Reproduce the lines of the listing below exactly, starting at the line holding "# point at: the turquoise" and continuing through the last line, both ends included.

### Extracted entries
□ □ □ □ □
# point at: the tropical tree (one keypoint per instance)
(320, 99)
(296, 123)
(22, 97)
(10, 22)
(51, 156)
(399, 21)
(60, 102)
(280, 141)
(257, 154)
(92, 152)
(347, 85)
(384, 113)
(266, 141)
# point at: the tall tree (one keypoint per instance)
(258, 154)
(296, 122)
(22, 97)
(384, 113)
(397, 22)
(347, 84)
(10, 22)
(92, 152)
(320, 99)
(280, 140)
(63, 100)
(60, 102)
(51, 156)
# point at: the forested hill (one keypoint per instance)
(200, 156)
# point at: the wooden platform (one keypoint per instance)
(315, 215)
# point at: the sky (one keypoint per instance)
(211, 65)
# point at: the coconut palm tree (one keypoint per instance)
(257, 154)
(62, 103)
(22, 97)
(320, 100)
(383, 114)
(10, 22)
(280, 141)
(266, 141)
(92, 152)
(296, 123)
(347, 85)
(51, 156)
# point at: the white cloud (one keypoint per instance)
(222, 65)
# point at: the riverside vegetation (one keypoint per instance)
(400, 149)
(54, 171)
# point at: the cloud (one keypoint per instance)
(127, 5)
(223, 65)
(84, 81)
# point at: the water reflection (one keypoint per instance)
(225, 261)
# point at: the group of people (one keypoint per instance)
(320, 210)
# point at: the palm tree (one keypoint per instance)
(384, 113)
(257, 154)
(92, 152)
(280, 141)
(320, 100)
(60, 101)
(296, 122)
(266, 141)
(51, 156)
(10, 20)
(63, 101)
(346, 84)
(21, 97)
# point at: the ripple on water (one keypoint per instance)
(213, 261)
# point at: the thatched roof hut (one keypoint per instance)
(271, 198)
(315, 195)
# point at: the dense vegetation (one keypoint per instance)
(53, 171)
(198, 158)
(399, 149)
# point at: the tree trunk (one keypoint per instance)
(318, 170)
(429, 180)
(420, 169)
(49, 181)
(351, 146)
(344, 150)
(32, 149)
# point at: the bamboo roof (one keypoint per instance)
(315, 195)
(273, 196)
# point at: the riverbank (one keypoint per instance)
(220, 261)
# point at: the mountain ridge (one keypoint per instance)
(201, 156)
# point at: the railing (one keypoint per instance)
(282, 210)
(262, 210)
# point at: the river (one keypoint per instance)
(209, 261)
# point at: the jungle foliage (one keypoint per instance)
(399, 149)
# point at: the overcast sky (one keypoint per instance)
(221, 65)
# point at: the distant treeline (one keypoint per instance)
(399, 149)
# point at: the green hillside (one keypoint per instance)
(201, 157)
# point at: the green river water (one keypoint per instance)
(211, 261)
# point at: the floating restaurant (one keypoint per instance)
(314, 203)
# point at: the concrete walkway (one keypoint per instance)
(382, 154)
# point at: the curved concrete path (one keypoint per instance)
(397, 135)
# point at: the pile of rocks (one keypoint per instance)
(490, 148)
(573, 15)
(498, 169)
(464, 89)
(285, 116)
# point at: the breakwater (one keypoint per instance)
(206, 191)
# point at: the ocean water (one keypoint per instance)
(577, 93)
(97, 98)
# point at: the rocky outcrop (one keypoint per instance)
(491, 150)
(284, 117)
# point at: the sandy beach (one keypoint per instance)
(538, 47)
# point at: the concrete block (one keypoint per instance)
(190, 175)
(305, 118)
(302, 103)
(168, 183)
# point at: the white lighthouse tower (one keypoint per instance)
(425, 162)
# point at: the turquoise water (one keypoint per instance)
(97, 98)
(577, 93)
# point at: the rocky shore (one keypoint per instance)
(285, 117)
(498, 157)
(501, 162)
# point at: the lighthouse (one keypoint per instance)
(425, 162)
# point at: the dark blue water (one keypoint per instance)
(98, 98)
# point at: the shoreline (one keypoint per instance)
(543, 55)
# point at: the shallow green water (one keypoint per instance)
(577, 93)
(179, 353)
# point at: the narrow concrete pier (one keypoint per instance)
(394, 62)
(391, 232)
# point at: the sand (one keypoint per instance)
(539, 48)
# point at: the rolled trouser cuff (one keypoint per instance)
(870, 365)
□ □ □ □ □
### Written answer
# point at: the turquoise water (one keypoint per instance)
(97, 98)
(577, 93)
# point at: the rocky shore (one keypoint per instance)
(285, 117)
(498, 157)
(501, 162)
# point at: the lighthouse (one keypoint per instance)
(425, 162)
# point at: the dark blue water (one keypoint per instance)
(98, 98)
# point at: the shoreline (one keypoint per instance)
(543, 55)
# point at: the shallow green water (one keypoint per instance)
(577, 93)
(179, 353)
# point at: the narrow concrete pier (one keypoint per instance)
(394, 62)
(391, 232)
# point at: the sand (one keypoint per instance)
(539, 48)
# point at: the rolled trouser cuff (one keypoint per instance)
(870, 365)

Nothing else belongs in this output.